YOUR TASKS
• 1. In the article on where Canada's parties stand on productivity, swap "productivity" for "output" and write out the part from "As part of our" up to and including "back up again.".
• 2. Carry on the article about the parties' plans for Canada's productivity, starting right after its last sentence.

QUOTED PASSAGE
----

As part of our 2008 federal election coverage, Investment Executive explores the positions of the major federal political parties on the top issues affecting the financial services industry.
Here we look at where the parties stand on boosting Canada’s productivity.
With labour productivity in decline in Canada, every party has their take on how to bring it back up again.
Having fallen 0.2% this past last quarter, business labour productivity in Canada has now been on a down turn for three consecutive quarters, according to Statistics Canada, making this the longest series of declines since the 1990s.
Falling exports and labour hours edging up are the major reasons for output falling, according to the report. To combat these market conditions, the Conservative Party of Canada government proposes removing barriers for Canadian companies to invest abroad, as well as opening offices around the world in emerging markets, such as China and Mongolia. Plus, by allowing companies to expand pipeline networks into the Northern territories, the Conservatives believe Canada can grow its oil and gas exports within the country and throughout the world.
Other Conservative tactics for growing gross domestic product are helping Canadian technology companies go from the late-research stage to production, with a new $75 million venture capital fund, administered by the Business Development Bank of Canada.
The Liberals Party of Canada, however, believes infrastructure is the solution to creating more output and jobs. They plan to invest $70 billion in the country’s infrastructure over 10 years, as well as $1 billion into the Advanced Manufacturing Prosperity Fund.
Like the Liberals, the Green Party of Canada will also focus on job creation through infrastructure. By re-investing in the national rail system to make it more eco-friendly, the Green Party feels both output and jobs will rise.

----

DATA SECTION
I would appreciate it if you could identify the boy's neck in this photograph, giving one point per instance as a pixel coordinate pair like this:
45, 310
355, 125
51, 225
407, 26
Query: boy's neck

----

ANSWERS BY TASK
• 1.
As part of our 2008 federal election coverage, Investment Executive explores the positions of the major federal political parties on the top issues affecting the financial services industry.
Here we look at where the parties stand on boosting Canada’s output.
With labour output in decline in Canada, every party has their take on how to bring it back up again.

• 2.
More relaxed work conditions also play a central role in the Green Party’s productivity platform. Shortening the work-week to 35 hours from 40 hours, as well as extending paid vacation time to three weeks instead of two, will be the major adjustments to the Canada Labour Code the Green Party pushes for. They also plan on raising the minimum wage across Canada to $10 an hour.
While infrastructure will be growing with a Green Party government, genetic engineering in food production won’t be. They plan to ban all experimentation with planting and producing generically engineered crops. On the flipside, they will put more funding into researching organic farming and production techniques. Supporting local eco-friendly start-ups will be another Green Party objective, with the creation of a Small Cities Green Venture Capital Fund.
The $3-billion Green-Collar Jobs Fund is the highlight of the New Democratic Party of Canada plan. By investing $750 million into the fund every year, employees will get the training needed for installing and operating renewable energy technology and equipment. Also, the NDP propose to revive the dying auto sector in Canada with an investment in the Canadian production of low-emission cars. To ensure the private sector welcomes the policiy, the NDP will provide aggressive tax incentives for manufacturers, who develop cars with low to no greenhouse gas emissions.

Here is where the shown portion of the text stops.